Ketika Alam Menyimpan Cinta dalam Setetes Jus Dengen: Jus Jingga dari Bumi Sorowako
Essay : Nurul Jannah*)
Di Balik Warna Jingga yang Terang
Ada yang ajaib dari sebotol kecil berisi cairan jingga itu. Ketika mata menatapnya, seperti melihat cahaya senja yang enggan pergi. Ketika tutupnya dibuka, aromanya menyelinap halus; manis, masam yang menenangkan.
Namanya Dengen. Sebuah nama yang menyimpan kekuatan. Buah ini lahir dari pelukan hutan Sorowako, endemik Sulawesi, tumbuh liar di antara pepohonan tua dan udara yang masih murni. Ia tidak menuntut banyak, tidak butuh banyak pupuk, tidak menunggu perhatian, hanya butuh ruang, waktu, dan cinta alam yang setia.
Kini, Dengen kembali dikenali dalam wujud baru. Jus Dengen, cairan keemasan yang lahir dari tangan-tangan sederhana, namun membawa pesan besar bahwa di bumi ini, masih ada rasa yang belum dijajah industri, masih ada kejujuran yang tumbuh dari tanah sendiri.
Apa Itu Dengen?
Dengen adalah buah endemik dari tanah Sulawesi, terutama Sorowako, Luwu Timur. Kulitnya berwarna cokelat jingga, bentuknya menyerupai jeruk kecil dengan daging buah lembut berwarna oranye pucat.
Rasanya tak bisa dijelaskan dalam satu kata, manis seperti cinta pertama, asam seperti perpisahan, segar seperti harapan yang baru lahir.
Di tengah gempuran produk instan dan rasa buatan, Dengen hadir sebagai penawar kelelahan modernitas. Ia tidak hanya tumbuh, tapi dihadirkan oleh semesta untuk mengingatkan manusia akan asalnya, bahwa keindahan sejati tidak perlu dirancang, cukup dijaga.
Mengapa buah Dengen Begitu Berarti?
Karena buah Dengen adalah penjaga ingatan ekologi.Ia lahir dari tanah yang seimbang, tumbuh tanpa sentuhan kimia, menjaga hutan dengan caranya sendiri, diam, tapi berdaya.
“Dengen tidak bisa dipaksa tumbuh di tempat lain,” ujar ibu Subaedah Mine Designer PT Vale . “Ia hanya hidup di tanah yang masih jujur.”
Kalimat itu menampar kesadaran. Betapa banyak dari kita yang telah kehilangan kejujuran rasa, terbiasa dengan manis buatan, segar sintetis, dan kenyang tanpa makna.
Sementara Dengen, dalam kesederhanaannya, menyuguhkan rasa kehidupan yang paling murni. Alami dan apa adanya.

:: Soal Tertulis ::
Tolong tentukan apakah setiap pernyataan berikut sesuai dengan teks tentang buah Dengen di atas, lalu jawab ya atau tidak beserta kutipan persis kata-kata penentunya dari teks. 1. Dengen membutuhkan banyak pupuk agar bisa tumbuh. 2. Kulit buah Dengen berwarna cokelat jingga. 3. Menurut ibu Subaedah, Dengen bisa dipaksa tumbuh di tempat lain.

:: Data Tersimpan ::
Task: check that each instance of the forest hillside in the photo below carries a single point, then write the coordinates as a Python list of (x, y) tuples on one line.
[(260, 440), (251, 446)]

:: Jawaban ::
1. Tidak: "tidak butuh banyak pupuk"
2. Ya: "Kulitnya berwarna cokelat jingga"
3. Tidak: "Dengen tidak bisa dipaksa tumbuh di tempat lain"